**Task brief**
Every line from the top of the material through the line holding "Q: Point to the sunlit" should be copied exactly, and only those lines.
[[ Extracted data open ]]
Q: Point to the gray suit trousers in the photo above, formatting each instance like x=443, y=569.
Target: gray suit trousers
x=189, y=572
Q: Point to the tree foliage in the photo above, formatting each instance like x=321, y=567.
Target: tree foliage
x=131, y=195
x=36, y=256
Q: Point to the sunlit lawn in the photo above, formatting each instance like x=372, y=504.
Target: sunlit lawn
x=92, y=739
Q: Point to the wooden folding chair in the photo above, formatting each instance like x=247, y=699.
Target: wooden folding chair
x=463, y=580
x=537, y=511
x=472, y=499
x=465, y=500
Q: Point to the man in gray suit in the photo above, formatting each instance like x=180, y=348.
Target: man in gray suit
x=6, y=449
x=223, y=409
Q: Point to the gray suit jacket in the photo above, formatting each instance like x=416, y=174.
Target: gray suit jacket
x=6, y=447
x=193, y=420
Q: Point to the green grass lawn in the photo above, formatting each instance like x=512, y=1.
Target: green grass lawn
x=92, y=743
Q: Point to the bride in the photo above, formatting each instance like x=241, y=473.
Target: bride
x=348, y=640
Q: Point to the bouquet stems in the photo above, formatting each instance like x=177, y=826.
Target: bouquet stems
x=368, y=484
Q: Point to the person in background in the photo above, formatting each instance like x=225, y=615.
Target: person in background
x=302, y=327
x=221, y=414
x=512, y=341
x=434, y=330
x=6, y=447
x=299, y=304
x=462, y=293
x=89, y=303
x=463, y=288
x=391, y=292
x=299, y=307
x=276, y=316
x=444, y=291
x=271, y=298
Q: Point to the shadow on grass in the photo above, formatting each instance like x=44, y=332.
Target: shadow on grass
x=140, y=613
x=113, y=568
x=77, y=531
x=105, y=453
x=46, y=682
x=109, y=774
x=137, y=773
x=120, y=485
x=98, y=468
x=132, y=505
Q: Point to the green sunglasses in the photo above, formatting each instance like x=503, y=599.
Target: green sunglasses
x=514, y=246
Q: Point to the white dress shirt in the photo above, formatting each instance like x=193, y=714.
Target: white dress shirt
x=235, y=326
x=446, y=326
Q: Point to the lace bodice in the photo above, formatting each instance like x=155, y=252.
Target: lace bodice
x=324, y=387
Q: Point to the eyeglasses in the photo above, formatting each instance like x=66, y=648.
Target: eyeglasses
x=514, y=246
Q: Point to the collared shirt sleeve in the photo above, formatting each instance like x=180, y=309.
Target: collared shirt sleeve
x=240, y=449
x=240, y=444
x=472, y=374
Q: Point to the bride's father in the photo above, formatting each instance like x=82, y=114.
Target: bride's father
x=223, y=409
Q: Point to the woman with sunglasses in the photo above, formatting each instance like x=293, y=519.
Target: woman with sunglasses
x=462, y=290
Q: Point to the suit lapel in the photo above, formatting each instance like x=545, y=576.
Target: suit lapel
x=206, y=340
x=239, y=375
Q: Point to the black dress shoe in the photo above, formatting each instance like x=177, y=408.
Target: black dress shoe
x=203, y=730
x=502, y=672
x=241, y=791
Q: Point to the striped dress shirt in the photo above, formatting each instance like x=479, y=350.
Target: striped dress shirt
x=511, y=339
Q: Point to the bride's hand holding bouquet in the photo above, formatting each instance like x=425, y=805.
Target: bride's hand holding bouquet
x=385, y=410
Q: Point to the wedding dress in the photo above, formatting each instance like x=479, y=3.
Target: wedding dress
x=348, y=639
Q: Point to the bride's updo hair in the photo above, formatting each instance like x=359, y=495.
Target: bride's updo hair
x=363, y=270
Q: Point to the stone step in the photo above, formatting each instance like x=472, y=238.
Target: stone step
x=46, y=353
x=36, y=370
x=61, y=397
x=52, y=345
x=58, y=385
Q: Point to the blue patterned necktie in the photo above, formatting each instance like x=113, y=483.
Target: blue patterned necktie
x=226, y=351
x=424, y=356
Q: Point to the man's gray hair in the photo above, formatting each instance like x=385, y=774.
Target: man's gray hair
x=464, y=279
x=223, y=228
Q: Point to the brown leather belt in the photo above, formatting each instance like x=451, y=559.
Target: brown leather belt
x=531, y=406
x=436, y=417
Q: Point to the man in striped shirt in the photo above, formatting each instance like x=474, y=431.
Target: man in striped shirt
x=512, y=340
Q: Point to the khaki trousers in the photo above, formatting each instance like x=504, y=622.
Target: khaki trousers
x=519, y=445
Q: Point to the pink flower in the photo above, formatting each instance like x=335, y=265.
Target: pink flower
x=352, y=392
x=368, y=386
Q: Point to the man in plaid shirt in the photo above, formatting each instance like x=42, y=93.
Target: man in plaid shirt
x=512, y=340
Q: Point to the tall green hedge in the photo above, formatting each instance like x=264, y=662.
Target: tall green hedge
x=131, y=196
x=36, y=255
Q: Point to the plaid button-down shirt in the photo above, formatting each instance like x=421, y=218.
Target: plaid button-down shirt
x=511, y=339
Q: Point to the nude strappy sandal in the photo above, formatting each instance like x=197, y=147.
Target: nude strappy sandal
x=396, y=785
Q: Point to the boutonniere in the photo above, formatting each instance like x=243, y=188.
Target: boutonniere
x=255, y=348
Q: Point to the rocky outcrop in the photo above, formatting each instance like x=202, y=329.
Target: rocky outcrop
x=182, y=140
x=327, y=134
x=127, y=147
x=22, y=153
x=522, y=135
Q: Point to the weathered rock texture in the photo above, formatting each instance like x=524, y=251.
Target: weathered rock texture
[[ Extracted data closed ]]
**Answer section**
Q: Point to the gray suit trousers in the photo above, formatting each instance like x=443, y=569.
Target: gray suit trousers
x=189, y=572
Q: Point to the tree foliage in the photo above, formatting each instance like x=321, y=567.
Target: tree foliage
x=131, y=195
x=36, y=256
Q: Point to the sunlit lawn in the photo above, formatting each instance like x=372, y=504.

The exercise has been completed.